## START EXERCISE INPUTS

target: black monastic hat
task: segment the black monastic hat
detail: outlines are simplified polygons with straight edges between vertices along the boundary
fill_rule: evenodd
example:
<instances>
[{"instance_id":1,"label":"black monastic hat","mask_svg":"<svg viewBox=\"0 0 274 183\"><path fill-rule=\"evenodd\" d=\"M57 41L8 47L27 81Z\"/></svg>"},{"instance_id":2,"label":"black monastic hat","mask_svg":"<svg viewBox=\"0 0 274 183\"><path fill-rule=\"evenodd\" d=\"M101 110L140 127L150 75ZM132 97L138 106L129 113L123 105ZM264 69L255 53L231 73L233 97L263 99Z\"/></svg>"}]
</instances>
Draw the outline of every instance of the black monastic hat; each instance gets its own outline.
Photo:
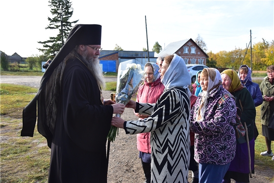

## END EXERCISE INPUTS

(WORK TO DO) Rewrite the lines above, replacing "black monastic hat" with "dark cleric's cap" and changing nothing else; omit the pictures from your output.

(RESULT OF THIS EXERCISE)
target: dark cleric's cap
task: segment the dark cleric's cap
detail: outlines are simplified polygons with straight edges between vertices along the boundary
fill_rule: evenodd
example:
<instances>
[{"instance_id":1,"label":"dark cleric's cap","mask_svg":"<svg viewBox=\"0 0 274 183\"><path fill-rule=\"evenodd\" d=\"M57 41L8 47L27 81Z\"/></svg>"},{"instance_id":2,"label":"dark cleric's cap","mask_svg":"<svg viewBox=\"0 0 274 183\"><path fill-rule=\"evenodd\" d=\"M101 110L140 127L150 75ZM132 97L138 106L129 113L123 105ZM264 69L255 53L231 73L233 97L263 99Z\"/></svg>"}]
</instances>
Draw the outline of every instance of the dark cleric's cap; each instance gets its own outline.
Photo:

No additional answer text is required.